Dan para sahabat kian merasa malu ketika Sang Nabi Shallallahu ‘Alaihi wa Sallamyang turut bekerja bersama mereka sejak di hari pertama mengangkat beliungnya untuk menghantam batu terkeras yang mereka temukan di jalur penggalian parit pertahanan. “Allahu Akbar”, beliau bertakbir, mengabarkan akan sampainya Islam dan kaum muslimin ke Syam, Persia, dan Yaman. Selain iman yang semakin terukir lagi berkibar, di benak para sahabat tersisa rasa getir yang menggeletar.
_ _ _ _
Tantangan A: Menurut teks sumber, ke wilayah mana saja Islam dan kaum muslimin dikabarkan akan sampai?
Tantangan B: Salin bagian teks sumber yang dimulai dari kata-kata "Dan para sahabat" dan berhenti setelah "getir yang menggeletar.".
Baris-baris berikut tidak berkaitan dengan teks sumber.
_ _ _ _
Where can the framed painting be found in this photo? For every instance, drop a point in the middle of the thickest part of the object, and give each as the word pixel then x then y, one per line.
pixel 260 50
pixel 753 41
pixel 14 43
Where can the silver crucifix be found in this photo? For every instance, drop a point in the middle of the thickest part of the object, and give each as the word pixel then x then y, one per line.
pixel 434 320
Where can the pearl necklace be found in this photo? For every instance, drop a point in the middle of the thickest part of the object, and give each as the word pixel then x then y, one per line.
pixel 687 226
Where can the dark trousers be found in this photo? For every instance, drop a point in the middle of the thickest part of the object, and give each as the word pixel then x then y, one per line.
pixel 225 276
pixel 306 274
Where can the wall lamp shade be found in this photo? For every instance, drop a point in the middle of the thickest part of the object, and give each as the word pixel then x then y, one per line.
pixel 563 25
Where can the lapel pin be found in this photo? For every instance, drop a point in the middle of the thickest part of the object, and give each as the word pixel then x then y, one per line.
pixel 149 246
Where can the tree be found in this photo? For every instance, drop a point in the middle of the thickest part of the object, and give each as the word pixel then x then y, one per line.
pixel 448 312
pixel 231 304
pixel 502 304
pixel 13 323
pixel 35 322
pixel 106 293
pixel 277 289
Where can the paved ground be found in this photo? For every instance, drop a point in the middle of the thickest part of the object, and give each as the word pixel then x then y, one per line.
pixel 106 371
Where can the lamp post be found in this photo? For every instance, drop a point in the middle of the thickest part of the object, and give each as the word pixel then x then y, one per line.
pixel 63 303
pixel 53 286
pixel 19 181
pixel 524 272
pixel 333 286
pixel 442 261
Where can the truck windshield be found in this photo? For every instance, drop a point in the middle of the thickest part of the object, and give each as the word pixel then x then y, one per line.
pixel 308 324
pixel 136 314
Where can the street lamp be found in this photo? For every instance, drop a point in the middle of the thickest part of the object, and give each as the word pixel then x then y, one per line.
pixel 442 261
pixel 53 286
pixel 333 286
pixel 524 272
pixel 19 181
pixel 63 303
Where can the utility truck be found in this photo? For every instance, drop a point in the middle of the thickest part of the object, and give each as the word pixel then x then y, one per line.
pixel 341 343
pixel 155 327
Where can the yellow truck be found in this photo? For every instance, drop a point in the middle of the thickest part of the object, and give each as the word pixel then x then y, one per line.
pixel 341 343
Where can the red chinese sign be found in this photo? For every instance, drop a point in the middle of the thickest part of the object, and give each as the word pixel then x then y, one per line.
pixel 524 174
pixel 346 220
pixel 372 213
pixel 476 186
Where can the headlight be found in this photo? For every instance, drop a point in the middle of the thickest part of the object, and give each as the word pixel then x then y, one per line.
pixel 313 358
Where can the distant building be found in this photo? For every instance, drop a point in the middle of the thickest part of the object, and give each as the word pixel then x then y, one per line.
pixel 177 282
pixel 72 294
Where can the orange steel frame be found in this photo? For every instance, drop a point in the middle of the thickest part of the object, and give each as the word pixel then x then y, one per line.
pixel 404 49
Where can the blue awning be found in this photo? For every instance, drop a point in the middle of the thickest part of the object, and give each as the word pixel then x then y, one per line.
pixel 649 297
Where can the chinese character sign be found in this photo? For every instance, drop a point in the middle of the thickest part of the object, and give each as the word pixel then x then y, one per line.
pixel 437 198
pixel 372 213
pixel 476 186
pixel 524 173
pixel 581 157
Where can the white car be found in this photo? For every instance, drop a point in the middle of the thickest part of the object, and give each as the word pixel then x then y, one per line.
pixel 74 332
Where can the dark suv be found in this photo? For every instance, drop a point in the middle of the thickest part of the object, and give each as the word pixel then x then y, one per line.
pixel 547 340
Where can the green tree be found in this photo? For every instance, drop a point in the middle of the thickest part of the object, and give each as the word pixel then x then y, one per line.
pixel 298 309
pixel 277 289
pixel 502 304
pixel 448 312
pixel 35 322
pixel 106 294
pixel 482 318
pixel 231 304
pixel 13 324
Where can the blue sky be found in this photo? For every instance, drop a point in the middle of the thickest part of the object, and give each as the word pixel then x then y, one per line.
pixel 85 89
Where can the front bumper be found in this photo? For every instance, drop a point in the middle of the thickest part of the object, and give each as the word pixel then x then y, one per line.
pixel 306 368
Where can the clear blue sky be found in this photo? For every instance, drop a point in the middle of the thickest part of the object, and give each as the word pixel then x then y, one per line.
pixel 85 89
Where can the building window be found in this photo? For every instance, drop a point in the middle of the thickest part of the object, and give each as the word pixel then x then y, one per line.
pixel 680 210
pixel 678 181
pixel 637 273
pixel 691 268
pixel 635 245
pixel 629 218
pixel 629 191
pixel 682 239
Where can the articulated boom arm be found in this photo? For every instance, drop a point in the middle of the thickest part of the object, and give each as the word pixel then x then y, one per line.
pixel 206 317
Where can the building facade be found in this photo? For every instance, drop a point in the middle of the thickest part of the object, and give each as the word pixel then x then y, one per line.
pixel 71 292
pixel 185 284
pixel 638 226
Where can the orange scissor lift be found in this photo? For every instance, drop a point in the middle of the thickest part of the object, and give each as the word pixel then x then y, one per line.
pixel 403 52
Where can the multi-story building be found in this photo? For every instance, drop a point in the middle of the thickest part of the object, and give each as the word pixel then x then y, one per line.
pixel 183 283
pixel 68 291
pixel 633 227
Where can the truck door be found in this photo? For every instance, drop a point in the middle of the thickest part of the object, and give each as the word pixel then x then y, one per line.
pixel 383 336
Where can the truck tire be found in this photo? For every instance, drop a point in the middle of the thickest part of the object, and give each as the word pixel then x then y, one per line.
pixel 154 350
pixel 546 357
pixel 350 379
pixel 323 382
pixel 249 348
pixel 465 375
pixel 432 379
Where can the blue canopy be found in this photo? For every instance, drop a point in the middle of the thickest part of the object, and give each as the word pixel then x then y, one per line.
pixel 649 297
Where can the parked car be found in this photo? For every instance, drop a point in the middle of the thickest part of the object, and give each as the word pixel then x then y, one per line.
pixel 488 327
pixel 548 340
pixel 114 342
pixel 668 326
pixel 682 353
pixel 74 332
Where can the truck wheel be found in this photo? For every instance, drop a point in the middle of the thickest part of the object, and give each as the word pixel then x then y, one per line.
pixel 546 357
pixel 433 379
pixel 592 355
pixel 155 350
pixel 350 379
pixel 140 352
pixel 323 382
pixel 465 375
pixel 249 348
_ _ _ _
Keluaran yang Diharapkan A: Ke Syam, Persia, dan Yaman.

Keluaran yang Diharapkan B:
Dan para sahabat kian merasa malu ketika Sang Nabi Shallallahu ‘Alaihi wa Sallamyang turut bekerja bersama mereka sejak di hari pertama mengangkat beliungnya untuk menghantam batu terkeras yang mereka temukan di jalur penggalian parit pertahanan. “Allahu Akbar”, beliau bertakbir, mengabarkan akan sampainya Islam dan kaum muslimin ke Syam, Persia, dan Yaman. Selain iman yang semakin terukir lagi berkibar, di benak para sahabat tersisa rasa getir yang menggeletar.